--- Start DATA IN THIS EXERCISE ---

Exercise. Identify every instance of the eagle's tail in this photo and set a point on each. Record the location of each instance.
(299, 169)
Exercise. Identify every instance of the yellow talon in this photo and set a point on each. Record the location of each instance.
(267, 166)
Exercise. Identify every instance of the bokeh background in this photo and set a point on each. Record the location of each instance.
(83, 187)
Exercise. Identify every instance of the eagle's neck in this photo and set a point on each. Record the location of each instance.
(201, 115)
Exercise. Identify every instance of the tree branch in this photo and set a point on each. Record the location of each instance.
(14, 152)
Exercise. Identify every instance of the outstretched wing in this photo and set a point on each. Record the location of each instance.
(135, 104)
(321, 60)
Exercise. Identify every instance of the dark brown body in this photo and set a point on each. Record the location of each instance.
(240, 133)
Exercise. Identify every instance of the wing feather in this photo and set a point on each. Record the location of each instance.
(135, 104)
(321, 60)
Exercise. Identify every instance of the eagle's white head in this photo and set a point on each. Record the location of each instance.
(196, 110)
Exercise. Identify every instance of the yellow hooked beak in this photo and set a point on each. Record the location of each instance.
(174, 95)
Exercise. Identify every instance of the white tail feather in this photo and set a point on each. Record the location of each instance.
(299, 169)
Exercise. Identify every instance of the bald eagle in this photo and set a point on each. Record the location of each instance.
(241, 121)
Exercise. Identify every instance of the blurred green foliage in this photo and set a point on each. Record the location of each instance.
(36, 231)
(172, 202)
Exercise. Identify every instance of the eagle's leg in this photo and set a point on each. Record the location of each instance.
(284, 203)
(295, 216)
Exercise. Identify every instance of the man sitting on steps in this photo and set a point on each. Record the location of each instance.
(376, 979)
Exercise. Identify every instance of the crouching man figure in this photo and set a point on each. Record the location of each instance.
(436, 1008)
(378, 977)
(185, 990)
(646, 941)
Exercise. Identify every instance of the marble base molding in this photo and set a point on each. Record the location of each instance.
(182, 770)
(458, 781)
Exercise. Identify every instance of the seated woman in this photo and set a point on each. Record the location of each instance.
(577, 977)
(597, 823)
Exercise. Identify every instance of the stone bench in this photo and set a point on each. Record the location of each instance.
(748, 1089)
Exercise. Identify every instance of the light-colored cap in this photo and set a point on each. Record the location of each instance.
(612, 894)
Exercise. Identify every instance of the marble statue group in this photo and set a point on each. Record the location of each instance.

--- End DATA IN THIS EXERCISE ---

Repeat exactly the lines from the line containing "Exercise. Identify every instance of the yellow hooked" through the last line of the records above, including both, and nothing else.

IN RESPONSE ::
Exercise. Identify every instance of the yellow hooked beak in this photo and set a point on each. Record the location of each instance.
(174, 95)
Exercise. Identify every instance of the white tail feather in this photo and set a point on each. Record the location of each instance.
(299, 169)
Exercise. Identify every instance of the bald eagle in this photo and set a point on each. Record the location of each instance.
(241, 121)
Exercise. Identify every instance of the blurred green foliage in this photo and set a point on each. Record the location of each instance.
(36, 231)
(172, 202)
Exercise. Identify every instance of the eagle's leg in this photo and set a point on each. Record the location of each instance.
(284, 203)
(295, 216)
Exercise. Identify every instance of the man sitting on steps in this photo and set a point on each. Record the location of each instance.
(376, 979)
Exercise. Identify every instance of the crouching man figure in this photo and set a point on each. Record the location of each instance.
(436, 1008)
(378, 977)
(185, 990)
(646, 941)
Exercise. Identify every instance of the marble base molding in this photo and set a point on each. Record the location of each instance.
(182, 770)
(458, 781)
Exercise. Identify every instance of the seated woman in this photo and set a point on each. Record the location of each instance.
(577, 977)
(597, 823)
Exercise. Identify every instance of the stone bench in this photo and set a point on each. Record the location of each instance.
(748, 1089)
Exercise. Identify every instance of the light-colored cap in this photo and set a point on each. Record the location of each instance.
(612, 894)
Exercise. Identify every instance of the marble statue group in this photo and set a point on each. Record the location of each instance.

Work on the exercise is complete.